## start EXERCISE MATERIALS

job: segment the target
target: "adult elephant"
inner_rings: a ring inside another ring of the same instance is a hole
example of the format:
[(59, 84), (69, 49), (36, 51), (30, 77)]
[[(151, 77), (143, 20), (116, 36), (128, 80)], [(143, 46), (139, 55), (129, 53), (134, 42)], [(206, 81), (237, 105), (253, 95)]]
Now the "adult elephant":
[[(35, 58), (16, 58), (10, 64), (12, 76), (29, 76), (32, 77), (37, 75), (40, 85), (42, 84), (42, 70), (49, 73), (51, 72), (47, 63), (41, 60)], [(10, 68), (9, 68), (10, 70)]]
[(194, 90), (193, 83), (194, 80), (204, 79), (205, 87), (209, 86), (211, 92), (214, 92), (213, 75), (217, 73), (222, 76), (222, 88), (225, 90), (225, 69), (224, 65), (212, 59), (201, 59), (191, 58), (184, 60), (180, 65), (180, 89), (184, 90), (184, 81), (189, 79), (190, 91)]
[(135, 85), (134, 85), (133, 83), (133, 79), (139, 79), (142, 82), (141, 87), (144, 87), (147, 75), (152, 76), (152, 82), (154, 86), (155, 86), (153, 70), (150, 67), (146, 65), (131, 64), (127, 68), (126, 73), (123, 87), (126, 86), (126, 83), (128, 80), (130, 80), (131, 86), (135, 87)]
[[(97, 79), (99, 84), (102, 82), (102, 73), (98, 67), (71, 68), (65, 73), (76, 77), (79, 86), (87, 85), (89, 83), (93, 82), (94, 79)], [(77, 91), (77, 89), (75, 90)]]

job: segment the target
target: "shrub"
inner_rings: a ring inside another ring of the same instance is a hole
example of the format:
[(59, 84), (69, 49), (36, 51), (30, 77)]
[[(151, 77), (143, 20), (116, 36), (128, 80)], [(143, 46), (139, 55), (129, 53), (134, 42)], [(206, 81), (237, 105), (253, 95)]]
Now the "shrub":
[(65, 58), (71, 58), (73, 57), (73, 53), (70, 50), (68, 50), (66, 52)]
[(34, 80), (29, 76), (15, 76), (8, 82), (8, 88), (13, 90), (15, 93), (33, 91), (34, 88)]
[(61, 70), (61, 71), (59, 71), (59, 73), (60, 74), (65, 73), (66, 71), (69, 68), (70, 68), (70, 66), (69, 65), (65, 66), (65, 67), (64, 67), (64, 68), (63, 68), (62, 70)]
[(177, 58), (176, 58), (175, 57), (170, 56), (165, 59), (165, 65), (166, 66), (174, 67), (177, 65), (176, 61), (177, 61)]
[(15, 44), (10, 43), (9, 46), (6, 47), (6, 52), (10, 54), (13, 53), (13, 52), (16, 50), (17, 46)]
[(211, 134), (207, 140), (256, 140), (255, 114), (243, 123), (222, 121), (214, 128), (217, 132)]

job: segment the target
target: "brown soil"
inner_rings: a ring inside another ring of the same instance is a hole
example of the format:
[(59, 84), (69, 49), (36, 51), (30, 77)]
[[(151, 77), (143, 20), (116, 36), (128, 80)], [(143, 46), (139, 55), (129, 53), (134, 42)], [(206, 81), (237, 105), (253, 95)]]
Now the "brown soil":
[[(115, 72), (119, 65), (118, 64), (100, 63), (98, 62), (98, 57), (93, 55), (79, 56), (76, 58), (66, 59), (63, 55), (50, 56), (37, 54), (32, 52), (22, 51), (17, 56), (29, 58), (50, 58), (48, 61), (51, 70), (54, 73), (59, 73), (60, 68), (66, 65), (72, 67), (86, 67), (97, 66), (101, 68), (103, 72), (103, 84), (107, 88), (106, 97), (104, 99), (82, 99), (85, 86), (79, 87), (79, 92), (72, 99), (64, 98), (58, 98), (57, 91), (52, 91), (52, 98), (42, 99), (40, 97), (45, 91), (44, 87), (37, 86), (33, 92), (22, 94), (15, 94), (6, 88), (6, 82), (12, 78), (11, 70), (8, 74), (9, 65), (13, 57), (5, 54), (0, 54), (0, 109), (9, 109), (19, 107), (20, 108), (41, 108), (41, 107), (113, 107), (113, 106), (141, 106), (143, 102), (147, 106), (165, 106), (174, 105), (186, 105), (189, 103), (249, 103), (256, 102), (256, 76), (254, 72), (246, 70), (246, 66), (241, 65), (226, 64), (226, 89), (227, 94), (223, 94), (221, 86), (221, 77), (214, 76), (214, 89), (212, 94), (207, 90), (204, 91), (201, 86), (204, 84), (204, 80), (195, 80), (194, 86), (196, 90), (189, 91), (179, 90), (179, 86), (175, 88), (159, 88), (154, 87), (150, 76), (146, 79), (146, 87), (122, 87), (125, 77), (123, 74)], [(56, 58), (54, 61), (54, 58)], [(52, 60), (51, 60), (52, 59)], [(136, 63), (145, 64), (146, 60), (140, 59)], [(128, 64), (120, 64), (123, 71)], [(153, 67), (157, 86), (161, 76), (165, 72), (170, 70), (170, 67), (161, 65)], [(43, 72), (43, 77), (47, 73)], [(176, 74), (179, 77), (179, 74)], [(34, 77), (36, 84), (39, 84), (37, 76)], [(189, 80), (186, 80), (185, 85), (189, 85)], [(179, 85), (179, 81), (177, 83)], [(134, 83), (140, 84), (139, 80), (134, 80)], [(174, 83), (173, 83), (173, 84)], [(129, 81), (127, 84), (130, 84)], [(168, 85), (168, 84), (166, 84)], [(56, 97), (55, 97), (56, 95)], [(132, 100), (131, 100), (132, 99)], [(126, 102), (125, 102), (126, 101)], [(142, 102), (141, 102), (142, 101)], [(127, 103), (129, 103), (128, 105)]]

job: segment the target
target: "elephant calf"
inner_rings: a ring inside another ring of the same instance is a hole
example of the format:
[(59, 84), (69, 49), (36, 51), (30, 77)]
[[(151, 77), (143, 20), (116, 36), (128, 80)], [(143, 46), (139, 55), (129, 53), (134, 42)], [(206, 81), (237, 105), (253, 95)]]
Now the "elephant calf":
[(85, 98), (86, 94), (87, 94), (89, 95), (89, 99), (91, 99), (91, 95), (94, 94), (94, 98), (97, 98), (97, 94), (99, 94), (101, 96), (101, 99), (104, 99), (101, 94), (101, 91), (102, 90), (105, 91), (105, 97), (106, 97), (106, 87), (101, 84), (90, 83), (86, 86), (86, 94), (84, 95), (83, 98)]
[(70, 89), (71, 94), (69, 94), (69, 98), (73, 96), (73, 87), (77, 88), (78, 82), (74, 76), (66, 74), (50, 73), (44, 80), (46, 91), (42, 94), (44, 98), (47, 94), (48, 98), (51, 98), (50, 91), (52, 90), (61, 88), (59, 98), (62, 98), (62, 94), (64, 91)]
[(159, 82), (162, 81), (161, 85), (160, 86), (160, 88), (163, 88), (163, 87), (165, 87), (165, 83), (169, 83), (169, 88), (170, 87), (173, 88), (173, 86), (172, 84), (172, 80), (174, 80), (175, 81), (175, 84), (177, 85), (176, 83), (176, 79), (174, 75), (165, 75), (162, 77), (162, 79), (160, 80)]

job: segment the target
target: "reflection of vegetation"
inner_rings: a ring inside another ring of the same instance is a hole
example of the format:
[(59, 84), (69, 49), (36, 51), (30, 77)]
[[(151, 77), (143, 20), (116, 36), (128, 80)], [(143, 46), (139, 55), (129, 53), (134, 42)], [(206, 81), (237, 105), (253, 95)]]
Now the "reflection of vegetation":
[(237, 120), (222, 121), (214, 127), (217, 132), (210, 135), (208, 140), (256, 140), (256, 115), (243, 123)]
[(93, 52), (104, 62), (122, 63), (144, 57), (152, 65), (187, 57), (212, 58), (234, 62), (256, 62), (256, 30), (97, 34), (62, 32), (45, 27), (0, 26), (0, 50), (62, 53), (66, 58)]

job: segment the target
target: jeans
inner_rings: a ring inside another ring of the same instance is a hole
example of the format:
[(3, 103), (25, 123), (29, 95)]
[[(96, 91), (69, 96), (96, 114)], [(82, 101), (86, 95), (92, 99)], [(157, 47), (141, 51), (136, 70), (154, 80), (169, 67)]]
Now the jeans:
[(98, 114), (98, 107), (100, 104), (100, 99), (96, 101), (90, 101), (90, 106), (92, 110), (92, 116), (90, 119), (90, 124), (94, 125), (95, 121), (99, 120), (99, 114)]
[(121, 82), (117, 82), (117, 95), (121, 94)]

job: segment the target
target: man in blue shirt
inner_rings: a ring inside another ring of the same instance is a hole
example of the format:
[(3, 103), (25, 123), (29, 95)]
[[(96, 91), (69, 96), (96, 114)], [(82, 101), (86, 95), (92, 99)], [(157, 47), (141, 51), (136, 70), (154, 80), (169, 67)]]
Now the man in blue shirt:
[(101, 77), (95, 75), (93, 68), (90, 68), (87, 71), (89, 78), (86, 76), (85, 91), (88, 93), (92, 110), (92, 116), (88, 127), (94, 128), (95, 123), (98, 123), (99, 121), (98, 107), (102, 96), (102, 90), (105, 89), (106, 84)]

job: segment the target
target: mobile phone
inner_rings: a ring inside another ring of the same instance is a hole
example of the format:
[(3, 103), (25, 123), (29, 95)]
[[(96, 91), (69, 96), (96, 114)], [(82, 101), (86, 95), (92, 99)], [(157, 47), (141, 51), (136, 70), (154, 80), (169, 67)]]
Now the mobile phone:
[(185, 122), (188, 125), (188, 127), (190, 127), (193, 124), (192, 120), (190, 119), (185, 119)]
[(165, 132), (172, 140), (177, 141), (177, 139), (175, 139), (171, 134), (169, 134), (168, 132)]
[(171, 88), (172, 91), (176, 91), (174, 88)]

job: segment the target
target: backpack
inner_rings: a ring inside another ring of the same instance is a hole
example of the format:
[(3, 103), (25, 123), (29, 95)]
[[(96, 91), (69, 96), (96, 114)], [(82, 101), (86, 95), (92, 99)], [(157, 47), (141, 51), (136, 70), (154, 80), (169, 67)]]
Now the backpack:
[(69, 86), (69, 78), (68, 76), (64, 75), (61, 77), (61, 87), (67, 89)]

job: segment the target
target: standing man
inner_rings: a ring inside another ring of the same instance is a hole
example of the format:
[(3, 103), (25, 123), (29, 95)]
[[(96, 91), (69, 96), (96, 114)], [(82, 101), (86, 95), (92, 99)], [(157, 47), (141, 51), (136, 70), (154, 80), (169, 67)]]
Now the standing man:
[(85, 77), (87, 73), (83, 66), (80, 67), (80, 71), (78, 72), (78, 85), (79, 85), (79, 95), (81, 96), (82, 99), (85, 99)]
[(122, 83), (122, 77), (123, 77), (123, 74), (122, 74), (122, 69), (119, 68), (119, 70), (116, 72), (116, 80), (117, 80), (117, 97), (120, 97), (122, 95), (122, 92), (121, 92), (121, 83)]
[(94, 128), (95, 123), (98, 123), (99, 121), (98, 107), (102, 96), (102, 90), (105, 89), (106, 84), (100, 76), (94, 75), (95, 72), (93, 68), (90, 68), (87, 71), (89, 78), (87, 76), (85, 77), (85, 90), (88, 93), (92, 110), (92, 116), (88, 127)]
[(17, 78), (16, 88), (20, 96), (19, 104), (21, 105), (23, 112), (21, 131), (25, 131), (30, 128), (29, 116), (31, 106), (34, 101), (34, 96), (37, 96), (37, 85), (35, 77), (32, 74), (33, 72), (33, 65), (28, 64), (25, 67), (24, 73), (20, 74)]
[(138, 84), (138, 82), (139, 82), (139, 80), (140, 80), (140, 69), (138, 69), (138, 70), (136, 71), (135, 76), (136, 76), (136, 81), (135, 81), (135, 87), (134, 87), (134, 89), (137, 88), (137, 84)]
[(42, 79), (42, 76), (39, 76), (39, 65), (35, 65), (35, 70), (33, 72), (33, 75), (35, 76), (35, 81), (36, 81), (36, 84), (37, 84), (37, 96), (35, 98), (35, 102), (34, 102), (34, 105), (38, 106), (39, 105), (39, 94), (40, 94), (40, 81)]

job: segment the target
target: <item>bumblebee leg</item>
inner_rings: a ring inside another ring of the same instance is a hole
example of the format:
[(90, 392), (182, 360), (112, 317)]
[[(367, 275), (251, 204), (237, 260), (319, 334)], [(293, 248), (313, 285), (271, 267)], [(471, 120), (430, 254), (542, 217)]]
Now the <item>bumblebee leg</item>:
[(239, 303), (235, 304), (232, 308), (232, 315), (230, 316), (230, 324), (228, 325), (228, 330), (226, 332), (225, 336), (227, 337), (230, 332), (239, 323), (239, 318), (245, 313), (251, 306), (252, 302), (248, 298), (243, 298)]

## end EXERCISE MATERIALS

**EXERCISE DIRECTIONS**
Switch "adult elephant" to "young elephant" in the listing lines running from the start of the listing through the line holding "89), (75, 90)]]", inclusive. Leave everything else in those lines unchanged.

**EXERCISE SOLUTION**
job: segment the target
target: "young elephant"
inner_rings: a ring inside another ring of the same instance is a hole
example of the format:
[(59, 84), (69, 49), (36, 51), (30, 77)]
[[(151, 77), (143, 20), (116, 36), (128, 80)], [(143, 46), (139, 55), (129, 53), (134, 42)], [(206, 81), (237, 105), (253, 95)]]
Now the "young elephant":
[[(35, 58), (16, 58), (10, 64), (12, 76), (29, 76), (32, 77), (37, 75), (40, 85), (42, 84), (42, 70), (49, 73), (51, 72), (47, 63), (41, 60)], [(10, 68), (9, 68), (10, 70)]]
[(194, 90), (193, 83), (194, 80), (204, 79), (205, 87), (209, 86), (211, 92), (214, 92), (213, 75), (217, 73), (222, 76), (222, 88), (225, 90), (225, 69), (224, 65), (212, 59), (201, 59), (191, 58), (184, 60), (180, 65), (180, 89), (184, 90), (184, 81), (189, 79), (190, 91)]
[(135, 85), (134, 85), (133, 83), (133, 79), (139, 79), (142, 82), (141, 87), (144, 87), (147, 75), (152, 76), (152, 82), (154, 86), (155, 86), (153, 70), (150, 67), (146, 65), (131, 64), (127, 68), (126, 73), (123, 87), (126, 86), (126, 83), (128, 80), (130, 80), (131, 86), (135, 87)]
[[(97, 79), (99, 84), (102, 82), (102, 73), (98, 67), (71, 68), (65, 73), (76, 77), (79, 86), (87, 85), (89, 83), (93, 82), (94, 79)], [(77, 91), (77, 89), (75, 90)]]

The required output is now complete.